QUESTIONS SUR LE TEXTE:
a) Répondez aux questions suivantes à partir de la tribune ci-dessous.
(i) Quelle loi a ouvert à la concurrence les produits destinés à l'entretien des lentilles de contact ?
(ii) Depuis quelle année l'Italie autorise-t-elle la vente de médicaments d'automédication dans les parapharmacies et GMS ?
(iii) À combien la tribune estime-t-elle la marge sur ces produits ?
b) Indiquez si chacune des affirmations suivantes concorde avec la tribune ci-dessous, en répondant par oui ou par non et en citant les mots du texte qui tranchent.
(i) La loi « Macron » du 6 août 2015 a bousculé le monopole officinal.
(ii) Les pure players peuvent vendre en ligne les médicaments d'automédication.
(iii) Sur le marché des médicaments sans ordonnance, le prix est fixé librement.
c) Citez fidèlement le passage de la tribune ci-dessous qui commence par « Un monopole officinal » et se termine par « Barreau de Paris. ».

TEXTE DE L'EXERCICE:
-----
Un monopole officinal assiégé [Tribune]
En France, les officines disposent d’un monopole sur la distribution des médicaments, qu’ils soient remboursables ou non, prescrits ou non. Les dispositions du Code de la santé publique, qui encadrent la distribution des médicaments, ressemblent toutefois à un bastion assiégé - sur le point de céder ? L’avis de Nicolas Lévêque, avocat au Barreau de Paris.
Premier coup de boutoir : l’engouement des français pour l’automédication.
Le développement de l’automédication est manifestement en train de changer la donne sur le marché de la distribution des médicaments sans ordonnance (encore appelés « OTC » : over the counter ou devant le comptoir) et des « produits frontières » (tests de grossesse ou de glycémie, objets de pansements, entretien des lentilles de contact, etc.).
Sur ce marché en croissance, où la fixation du prix est libre, les pouvoirs publics tentent d’encourager – en vain à ce jour - une plus forte concurrence entre les officines ; il s’agit en effet de produits à forte marge (autour de 35% !), qui aiguisent depuis plusieurs années l’appétit des parapharmacies, théoriquement exclues de ce marché prometteur.
Sous l’impulsion de l’Autorité de la concurrence (Adlc), le paysage a récemment évolué à la faveur de la loi Consommation (dite « Hamon ») du 17 mars 2014, qui a ouvert à la concurrence les produits destinés à l’entretien des lentilles de contact, ainsi que les tests d’ovulation et de grossesse. Sur ce segment de marché, la promotion de la concurrence permettrait de faire baisser les prix, qui ont sensiblement augmenté ces dernières années. L’Adlc, en pointe sur la question de la distribution des médicaments, préconise dans ses derniers avis de s’inspirer de l’expérience italienne, où la vente de médicaments d’automédication, vendus sans ordonnance, est autorisée en dehors des pharmacies, et en particulier dans les parapharmacies et GMS depuis 2006, sous le contrôle d’un diplômé en pharmacie. En somme, le monopole officinal a été assoupli, tandis que demeure le monopole pharmaceutique.
Une telle réforme serait sans nul doute de nature à satisfaire les GMS qui entendent développer leur réseau de parapharmacies, dans un contexte de baisse des prix. Attendue sur ce sujet, la loi « Macron » pour la Croissance du 6 août 2015 n’a pourtant pas bousculé le monopole officinal. En attendant « Macron II » ?
Second coup de boutoir : la vente en ligne.
La possibilité de vendre en ligne les médicaments d’automédication a été ouverte aux – seuls - pharmaciens détenteurs d’une officine à l’été 2013, à la faveur de la transposition en France d’une directive du 8 juin 2011. Les pure players demeurent exclus du dispositif.
-----
DONNÉES SOURCES:

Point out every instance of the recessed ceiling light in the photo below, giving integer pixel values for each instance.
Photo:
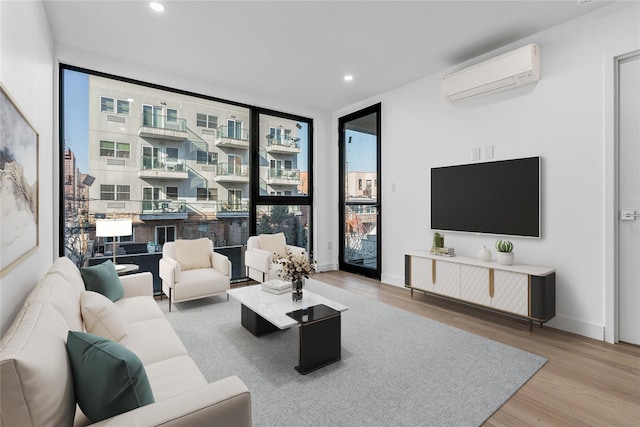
-----
RÉPONSES DE L'EXERCICE:
a)
(i) La loi Consommation (dite « Hamon ») du 17 mars 2014.
(ii) Depuis 2006.
(iii) Autour de 35 %.

b)
(i) Non : « la loi « Macron » pour la Croissance du 6 août 2015 n’a pourtant pas bousculé le monopole officinal ».
(ii) Non : « Les pure players demeurent exclus du dispositif. »
(iii) Oui : « Sur ce marché en croissance, où la fixation du prix est libre ».

c)
Un monopole officinal assiégé [Tribune]
En France, les officines disposent d’un monopole sur la distribution des médicaments, qu’ils soient remboursables ou non, prescrits ou non. Les dispositions du Code de la santé publique, qui encadrent la distribution des médicaments, ressemblent toutefois à un bastion assiégé - sur le point de céder ? L’avis de Nicolas Lévêque, avocat au Barreau de Paris.